* [Yapılacak İşler]
1: Kayıtlarda "sliced" dizesini içeren satırları sayın ve yalnızca sayıyı yazın.
2: Sessizlik üzerine yazılmış metni kaldığı yerden sürdürün.

* [Okunacak Metin]
+ + + +

SESSİZLİĞİN ÇAĞRISI

Niçin susar insan, niçin sessizlik bazen en güzel sığınak olur insana? Söz mü tükenir, yoksa insan mı? Ya da sessizliğin kendisi esasen bir başka şekilde konuşmak mıdır? Sorular, sorular… Her soru, sorundur esasen, her sual mesele… Sükûta dair, sessizliğe dair bu sorulara verilebilecek en iyi cevap yine susmak olacaktır. Soru da, cevap da; dert de, şifa da sessizlik olacaktır. Sükût ağrısıdır belki insanın ama aynı zamanda çağrısıdır… Buyurun o zaman, biz susalım ve sessizliği ile konuşanların ç/ağrısını sadra şifa niyetine dinleyelim.

Şems-i Tebrizi’ye soracak olursak; “Eğer susarsan konuşman daha aydınlık olur. Çünkü sükûtta hem sessizliğin ışığı hem de konuşmanın faydası gizlidir” diyecektir. Attar’ın Pendname’sine kulak verecek olursak, O’nun nasihati bizi sessizliğin sesine çağıracaktır. “Kim ki, kurmuştur sükûttan bir köşe/ Duymamıştır emniyetten endişe.”  Mevlana, gönül dili için susmayı önerecektir bize. Zira gönül sözü ancak sükût ile söylenebilecektir. “Her zerrende iki yüz dil olsa da söylesen, gönül yine de ifadeye sığmaz” O yüzden “ehli arif konuşursa mahvolur denilmiştir.” Dili durmak bilmeyenin, kalbi konuşamaz. Susmak lazım, çünkü kalbimizin konuşması dilimizde sükûtuna bağlıdır. Söz sükûta düşmeli, söz sükûta dokunmalı, sükûtta sükûnu bulmalı. “Söz lal olur sükûta ulaşır; Sükût sükûn bulur irfana bulaşır.”

+ + + +

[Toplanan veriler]

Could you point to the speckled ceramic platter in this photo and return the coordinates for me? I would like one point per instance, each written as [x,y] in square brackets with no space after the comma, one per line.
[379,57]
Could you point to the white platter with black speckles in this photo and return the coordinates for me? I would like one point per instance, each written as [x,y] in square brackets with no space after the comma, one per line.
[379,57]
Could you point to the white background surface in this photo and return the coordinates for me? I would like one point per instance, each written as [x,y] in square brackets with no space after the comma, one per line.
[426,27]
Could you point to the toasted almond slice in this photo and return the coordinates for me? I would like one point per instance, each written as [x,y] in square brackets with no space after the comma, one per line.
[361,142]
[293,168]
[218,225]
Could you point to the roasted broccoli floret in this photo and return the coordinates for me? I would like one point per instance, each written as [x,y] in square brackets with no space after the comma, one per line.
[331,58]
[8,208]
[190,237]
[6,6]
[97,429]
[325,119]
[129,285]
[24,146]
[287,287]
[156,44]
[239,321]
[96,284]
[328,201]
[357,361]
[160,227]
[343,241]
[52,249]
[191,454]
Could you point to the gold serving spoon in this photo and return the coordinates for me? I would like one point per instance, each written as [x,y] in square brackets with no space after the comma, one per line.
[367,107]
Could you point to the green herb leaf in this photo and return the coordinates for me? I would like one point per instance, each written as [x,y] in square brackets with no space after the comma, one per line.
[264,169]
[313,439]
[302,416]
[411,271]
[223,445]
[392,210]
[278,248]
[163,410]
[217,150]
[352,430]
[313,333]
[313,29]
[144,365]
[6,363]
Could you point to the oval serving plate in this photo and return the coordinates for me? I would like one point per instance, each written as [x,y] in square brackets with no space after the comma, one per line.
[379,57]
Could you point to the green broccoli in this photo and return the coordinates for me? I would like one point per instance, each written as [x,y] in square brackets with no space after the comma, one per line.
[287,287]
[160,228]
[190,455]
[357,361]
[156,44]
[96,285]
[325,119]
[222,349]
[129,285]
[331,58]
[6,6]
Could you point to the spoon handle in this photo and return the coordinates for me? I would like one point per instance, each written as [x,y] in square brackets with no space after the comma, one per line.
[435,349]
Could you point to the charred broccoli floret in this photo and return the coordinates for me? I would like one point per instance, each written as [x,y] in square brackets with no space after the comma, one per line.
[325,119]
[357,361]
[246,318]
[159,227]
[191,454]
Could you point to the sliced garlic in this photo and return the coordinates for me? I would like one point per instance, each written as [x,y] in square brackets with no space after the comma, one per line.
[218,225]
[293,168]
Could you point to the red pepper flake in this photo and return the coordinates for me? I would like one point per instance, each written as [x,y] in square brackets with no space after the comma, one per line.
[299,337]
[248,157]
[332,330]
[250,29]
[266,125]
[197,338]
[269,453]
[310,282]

+ + + +

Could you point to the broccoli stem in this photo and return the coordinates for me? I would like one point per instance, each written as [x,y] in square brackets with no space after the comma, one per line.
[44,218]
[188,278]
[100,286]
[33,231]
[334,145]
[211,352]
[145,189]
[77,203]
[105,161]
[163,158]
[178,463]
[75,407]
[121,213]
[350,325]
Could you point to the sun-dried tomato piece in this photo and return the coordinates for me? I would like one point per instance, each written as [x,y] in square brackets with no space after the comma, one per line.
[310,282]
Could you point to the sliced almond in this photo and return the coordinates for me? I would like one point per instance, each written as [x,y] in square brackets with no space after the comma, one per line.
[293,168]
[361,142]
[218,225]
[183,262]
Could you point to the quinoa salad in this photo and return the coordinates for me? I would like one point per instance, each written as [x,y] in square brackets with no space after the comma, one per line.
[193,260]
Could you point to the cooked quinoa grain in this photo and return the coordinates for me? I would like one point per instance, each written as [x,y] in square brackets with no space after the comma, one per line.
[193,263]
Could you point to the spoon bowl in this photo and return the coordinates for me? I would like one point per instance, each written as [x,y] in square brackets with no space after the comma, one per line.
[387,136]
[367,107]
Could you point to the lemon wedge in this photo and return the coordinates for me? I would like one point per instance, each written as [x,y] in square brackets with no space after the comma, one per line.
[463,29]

+ + + +

* [Görevlere Göre Yanıtlar]
1: 2

2:
Tanpınar için sükût “Huzur”a b/ulaşacaktır. “Başım sükûtu öğüten uçsuz, bucaksız değirmen; İçim muradına ermiş abasız, postsuz bir derviş” Hakikat için sessizliğin sesine kulak vermek gerekecektir. Zaman, an ve hakikat; göklerle yakınlaşmanın muhteşem üçlüsüne dönüşecektir. “Ey sükûtun bir nefeste yaktığı billûr avize!/ Bu esrarlı müselleste gökler yakınlaştı bize…”

Nuri Pakdil’i susmaya iten neydi: “Klas Duruş” için “Sükût Sureti”ne, insanın en uzun cümlesine sığınacaktı. “Çoğu zaman, susmak, konuşmaktan daha kıymetlidir, hayırlıdır. Söz biter, fakat sükût hiç bitmez. Çünkü sükût, dünyanın en uzun cümlesidir.” On üç yıl susacaktı Nuri Pakdil. Belki de en çok sustuğu dönemde eylemini sürdürecekti. On üç yıl sonra sükût suretinde 33 beyit ile suskunluğunu bir derviş edasıyla zikre dönüştürecekti. Sükût onun için bir silaha dönüşecektir. “Hayır! Yazar havlu atmaz. Olsa olsa, sükûtunu duvara asar, tüfek gibi; bakar.”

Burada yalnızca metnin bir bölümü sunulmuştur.